All entries should be copied exactly; the pictures stay out.

-- THE DATA follows --

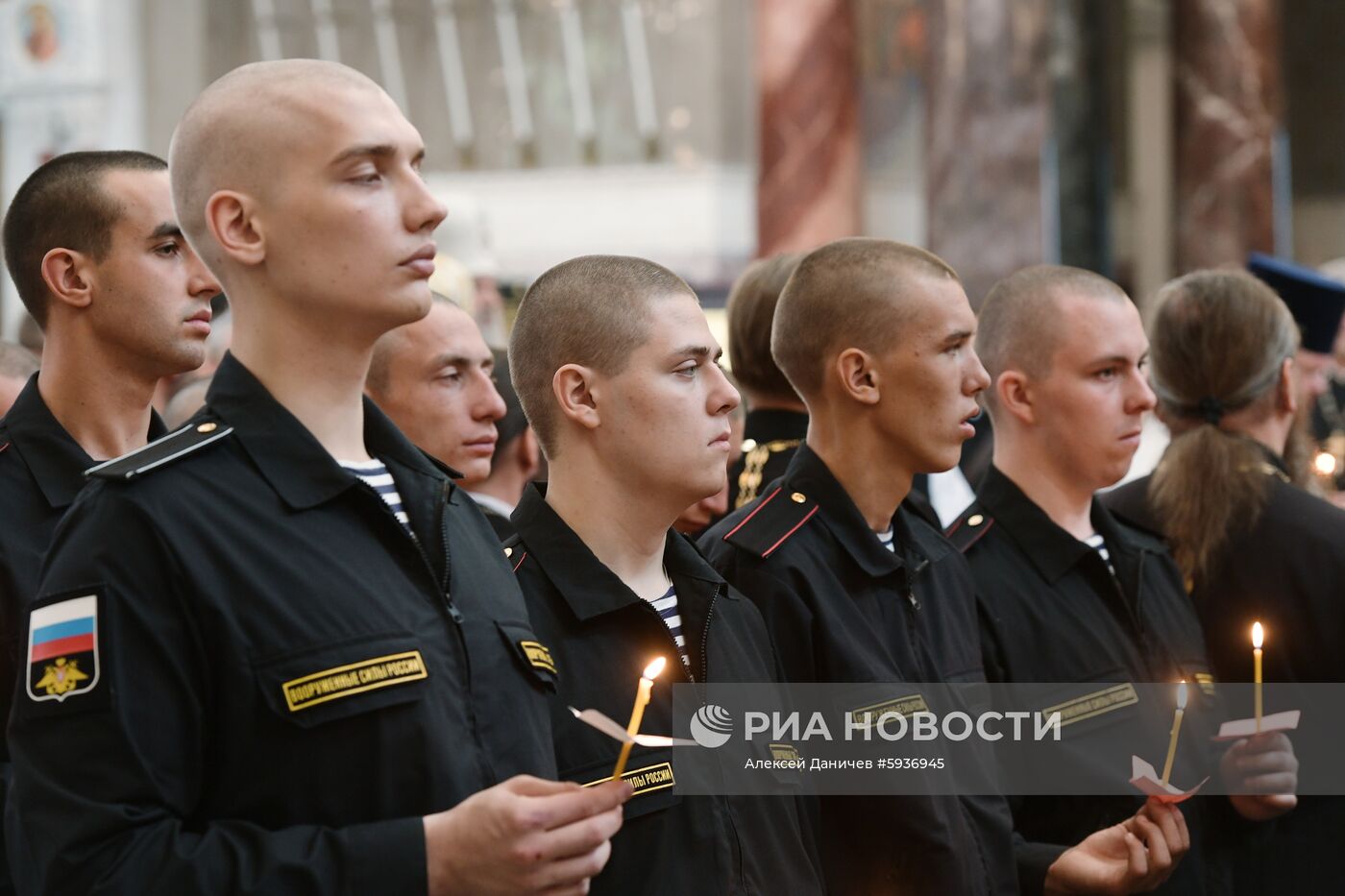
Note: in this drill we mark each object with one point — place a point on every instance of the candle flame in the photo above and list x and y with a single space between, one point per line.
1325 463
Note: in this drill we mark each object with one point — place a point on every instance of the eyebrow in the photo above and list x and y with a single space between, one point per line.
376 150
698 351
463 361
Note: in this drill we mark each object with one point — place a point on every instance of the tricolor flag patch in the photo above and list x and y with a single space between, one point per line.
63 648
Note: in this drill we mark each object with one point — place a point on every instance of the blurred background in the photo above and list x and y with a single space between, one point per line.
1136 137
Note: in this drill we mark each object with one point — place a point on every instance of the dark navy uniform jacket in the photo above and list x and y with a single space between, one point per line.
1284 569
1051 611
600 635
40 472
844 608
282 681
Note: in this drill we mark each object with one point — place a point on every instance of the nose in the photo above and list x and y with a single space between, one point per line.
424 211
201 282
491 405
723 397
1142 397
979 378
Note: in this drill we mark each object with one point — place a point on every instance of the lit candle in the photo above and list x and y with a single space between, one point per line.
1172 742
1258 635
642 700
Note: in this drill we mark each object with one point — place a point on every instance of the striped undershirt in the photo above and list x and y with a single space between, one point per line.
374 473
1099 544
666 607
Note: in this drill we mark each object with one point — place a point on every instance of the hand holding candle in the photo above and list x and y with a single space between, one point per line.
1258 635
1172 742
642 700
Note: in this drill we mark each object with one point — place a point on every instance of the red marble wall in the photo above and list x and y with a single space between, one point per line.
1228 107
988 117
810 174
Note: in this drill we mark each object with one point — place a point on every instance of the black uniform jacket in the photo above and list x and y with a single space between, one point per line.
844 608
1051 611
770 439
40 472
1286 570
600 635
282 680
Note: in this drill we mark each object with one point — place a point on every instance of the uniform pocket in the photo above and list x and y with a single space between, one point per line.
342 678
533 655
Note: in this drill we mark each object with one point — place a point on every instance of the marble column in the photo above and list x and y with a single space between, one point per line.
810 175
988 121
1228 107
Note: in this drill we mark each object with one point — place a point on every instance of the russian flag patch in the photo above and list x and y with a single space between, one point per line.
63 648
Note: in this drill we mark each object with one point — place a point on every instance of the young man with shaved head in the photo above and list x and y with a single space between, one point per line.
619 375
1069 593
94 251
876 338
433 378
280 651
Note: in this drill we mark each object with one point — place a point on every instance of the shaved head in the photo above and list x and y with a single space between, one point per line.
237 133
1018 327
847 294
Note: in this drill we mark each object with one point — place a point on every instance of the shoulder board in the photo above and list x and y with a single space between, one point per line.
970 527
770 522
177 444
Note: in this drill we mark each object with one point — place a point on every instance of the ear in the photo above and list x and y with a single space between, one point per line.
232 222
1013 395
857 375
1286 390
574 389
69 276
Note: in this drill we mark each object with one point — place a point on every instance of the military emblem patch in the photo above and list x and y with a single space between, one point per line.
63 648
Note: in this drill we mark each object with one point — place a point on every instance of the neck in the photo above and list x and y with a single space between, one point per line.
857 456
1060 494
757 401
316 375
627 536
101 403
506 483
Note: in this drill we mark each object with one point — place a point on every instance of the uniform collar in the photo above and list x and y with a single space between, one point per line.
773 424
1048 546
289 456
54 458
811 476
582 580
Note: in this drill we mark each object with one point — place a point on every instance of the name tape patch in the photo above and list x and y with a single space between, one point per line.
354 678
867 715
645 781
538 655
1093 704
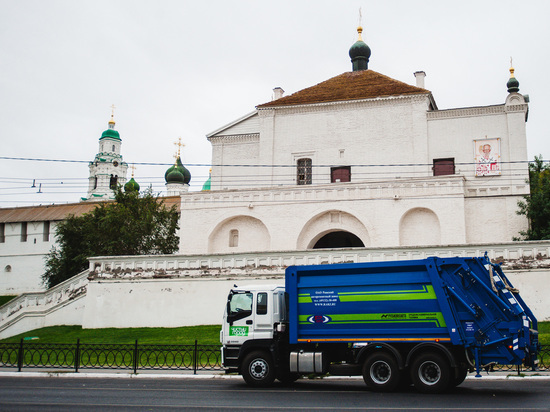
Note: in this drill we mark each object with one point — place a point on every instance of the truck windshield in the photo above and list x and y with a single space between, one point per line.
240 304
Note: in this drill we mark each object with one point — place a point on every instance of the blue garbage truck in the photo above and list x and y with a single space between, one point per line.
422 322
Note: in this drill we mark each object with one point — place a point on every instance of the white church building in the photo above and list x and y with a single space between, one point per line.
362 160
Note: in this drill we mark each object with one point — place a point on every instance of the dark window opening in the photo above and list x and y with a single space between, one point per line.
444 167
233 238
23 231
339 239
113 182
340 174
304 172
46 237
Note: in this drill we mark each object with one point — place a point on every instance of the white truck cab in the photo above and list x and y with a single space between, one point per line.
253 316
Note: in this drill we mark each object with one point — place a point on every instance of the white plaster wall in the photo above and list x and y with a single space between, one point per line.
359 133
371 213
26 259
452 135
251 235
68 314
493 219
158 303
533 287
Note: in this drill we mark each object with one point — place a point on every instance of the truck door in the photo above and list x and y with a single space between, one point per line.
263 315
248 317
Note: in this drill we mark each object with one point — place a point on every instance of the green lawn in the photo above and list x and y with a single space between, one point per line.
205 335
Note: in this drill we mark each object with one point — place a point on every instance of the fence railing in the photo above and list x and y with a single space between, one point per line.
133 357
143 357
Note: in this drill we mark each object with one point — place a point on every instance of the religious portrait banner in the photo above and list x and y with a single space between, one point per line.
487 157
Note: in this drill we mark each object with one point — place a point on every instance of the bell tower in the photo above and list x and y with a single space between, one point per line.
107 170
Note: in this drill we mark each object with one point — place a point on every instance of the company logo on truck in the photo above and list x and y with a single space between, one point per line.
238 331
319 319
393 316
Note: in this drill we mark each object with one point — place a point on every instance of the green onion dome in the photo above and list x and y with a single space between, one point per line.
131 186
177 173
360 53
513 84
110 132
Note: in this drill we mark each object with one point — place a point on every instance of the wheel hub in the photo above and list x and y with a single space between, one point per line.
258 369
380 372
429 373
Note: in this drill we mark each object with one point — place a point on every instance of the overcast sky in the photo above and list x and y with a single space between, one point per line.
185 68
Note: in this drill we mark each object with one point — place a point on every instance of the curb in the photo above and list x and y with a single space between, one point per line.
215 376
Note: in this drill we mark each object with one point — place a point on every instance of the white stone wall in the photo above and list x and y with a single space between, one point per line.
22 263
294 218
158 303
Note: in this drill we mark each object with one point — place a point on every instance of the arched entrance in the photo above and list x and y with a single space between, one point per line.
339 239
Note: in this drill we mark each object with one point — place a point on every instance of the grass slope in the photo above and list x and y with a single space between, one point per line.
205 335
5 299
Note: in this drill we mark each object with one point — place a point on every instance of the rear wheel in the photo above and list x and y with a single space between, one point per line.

-- THE DATA concluded --

#### [ANSWER TO THE EXERCISE]
Note: in this drill we mark each object with one point — place a point on every instance of the candle flame in the photo above and list x and y with a single space between, one point per line.
1325 463
Note: in this drill we mark each object with one point — place a point on every instance of the eyebrow in the photo above and list x and y with a single space between, one point per line.
376 150
698 351
463 361
Note: in this drill we mark each object with one point — place a point on every instance of the tricolor flag patch in the photo above and list x and y with a single space between, one point per line.
63 648
Note: in this drill we mark each object with one point — place a point on every instance of the blurred background in the photo above and list x and y with a single space between, one point per line.
1136 137
Note: in this drill we mark each object with one point — place a point on every instance of the dark navy uniform jacket in the photo above and list x and y with a single space between, one point per line.
1284 569
1051 611
600 635
40 472
844 608
282 681
Note: in this drill we mark each object with one point — place a point on every instance of the nose in the photo above and list x and y with a single space between, one point per line.
424 211
201 282
491 405
723 397
1142 397
979 378
Note: in this drill we mark each object with one point — place a point on every instance of the lit candle in the photo above and list x and y with a single space between, one point per line.
1172 742
1258 635
642 700
Note: in this drill we mark each object with one point — place a point on every instance of the striped undershirt in the photo above and list x and y with a single space between, one point per line.
374 473
1099 544
666 607
Note: in this drill we mark each object with one point — place a point on every instance of the hand holding candle in the photo above and list x and y with a single space between, one point per line.
1258 635
1172 742
642 700
Note: in this drill we mark each object with one point — place a point on every instance of the red marble wall in the photo above and list x and y with a single space between, one point per line.
1228 107
988 117
810 174
Note: in this drill we mark each object with one point — place a point on every instance of the black uniform jacket in the photo above and list x and y with a single space between, one point per line.
844 608
1051 611
770 439
40 472
1286 570
600 635
282 680
Note: in this drill we mark each object with one point — place a point on every instance of the uniform pocket in the photo above and list x and y with a single space between, one point per line.
342 678
533 655
Note: in this drill we mark each object with one point — place a point on every instance of the marble column in the photo above and list x and y with a single space between, one point per line.
810 175
988 121
1228 107
Note: in this drill we mark each object with one point — place a point on every instance of the russian flag patch in the photo above and list x and y with a single space between, one point per line.
63 648
Note: in this drill we mark each object with one point — place a point on every instance of the young man with shaved head in the photo above and list x and y with a single space between, one point per line.
619 375
1069 593
94 251
876 338
433 378
280 651
Note: in this drill we mark each object with one point — place a point on every instance of the shaved head in the photo above and list x and y with a single space between, one point per line.
237 133
1018 327
847 294
Note: in this drill we mark each object with one point — place a point on every instance of the shoulder board in the photo above and list x and y with a single space between, one point per line.
970 527
770 522
177 444
Note: in this drill we mark each object with one point — place a point on every instance of the ear in the photo above and list x and y with a single space between, one point per line.
232 222
1013 395
857 375
1286 390
574 389
69 276
Note: in this drill we mark each object with one point — place a point on every instance of the military emblem patch in the photo above and list x and y with a single space between, one point per line.
63 648
Note: in this drill we mark each object with one point — place a point on every instance of the neck in the photo above and list x and y with a single space between, one point per line.
857 456
1060 494
757 401
316 375
627 536
101 403
506 483
Note: in this drill we mark each object with one point — place a point on every instance of the uniform collar in the photo above and list x and y with a single space between, one point per line.
773 424
1048 546
289 456
54 458
811 476
582 580
Note: in this drill we mark each object with one point — place a point on every instance of the name tape patch in the photo above and list x and y with a single space between, one point per line.
354 678
867 715
645 781
538 655
1093 704
Note: in this drill we mark each object with one point — place a point on every instance of the truck windshield in the photo above and list x and y with a single space between, one point per line.
240 304
Note: in this drill we mark each object with one point — place a point on every instance of the blue garbage truck in the photo above and list x and y with a single space between, one point per line.
422 322
Note: in this drill we mark each object with one point — place a point on every instance of the white church building in the photo above and list x and y with a single space between, one point per line.
362 160
Note: in this drill we mark each object with one point — place a point on every instance of the dark window opening in the photo above and list x and y with a single space between, one point per line.
444 167
233 238
23 231
339 239
113 182
340 174
304 172
46 237
Note: in this drill we mark each object with one point — place a point on every instance of the white truck cab in the photo above and list x and y with a single space between, one point per line.
253 316
Note: in this drill we mark each object with one point — place a point on every instance of the white plaster wall in the photo above and list x and y with a single space between, one point per line.
359 133
371 213
26 259
452 135
251 235
68 314
493 219
158 303
533 287
Note: in this drill we mark each object with one point — place a point on every instance of the truck door in the photo above and list x and y with a single space between, one point per line.
263 315
248 317
Note: in this drill we mark each object with one point — place a point on every instance of the green lawn in the photo above and list x and y with a single space between, one point per line.
205 335
Note: in this drill we mark each object with one point — place a point on every instance of the fence railing in the photo above and list x and y with a single space between, one point per line.
133 357
143 357
Note: in this drill we mark each object with one point — place a point on every instance of the religious portrait banner in the photo above and list x and y with a single space between, one point per line.
487 157
Note: in this drill we mark each object with one point — place a point on every instance of the bell tower in the photo above and list x and y with a single space between, one point per line.
107 170
Note: in this drill we mark each object with one point — place a point on every instance of the company logo on truck in the photo above and list x and y with a single space between, one point per line.
238 331
319 319
393 316
Note: in this drill we mark each object with one point — place a point on every instance of the green onion dome in the photo above and list x and y with a single space between, one point per line.
131 186
177 173
360 53
513 84
110 132
Note: in this drill we mark each object with one point — place a point on every instance of the wheel hub in the photo above and list x and y with a single space between, one point per line.
258 369
380 372
429 373
Note: in this drill we mark each object with one point — place a point on every instance of the overcast sky in the photo above and list x and y with a single space between, one point per line.
185 68
Note: in this drill we mark each object with one point — place a point on every instance of the curb in the photo above and list x and y with a single space between, one point per line.
215 376
Note: in this drill we mark each object with one point — place a point on every instance of the white stone wall in the photo above and list x and y with a single space between, one point per line.
22 263
294 218
158 303
Note: in this drill we mark each object with one point — place a point on every instance of the arched entrance in the photo above and list x and y with a single space between, one point per line.
339 239
Note: in this drill we mark each object with one point — place a point on every instance of the grass slope in the photo above and list x and y with a single space between, one point per line.
205 335
5 299
Note: in this drill we mark each object with one point — place a point on every instance of the rear wheel in the photo above and list x and y with a single space between, one point per line.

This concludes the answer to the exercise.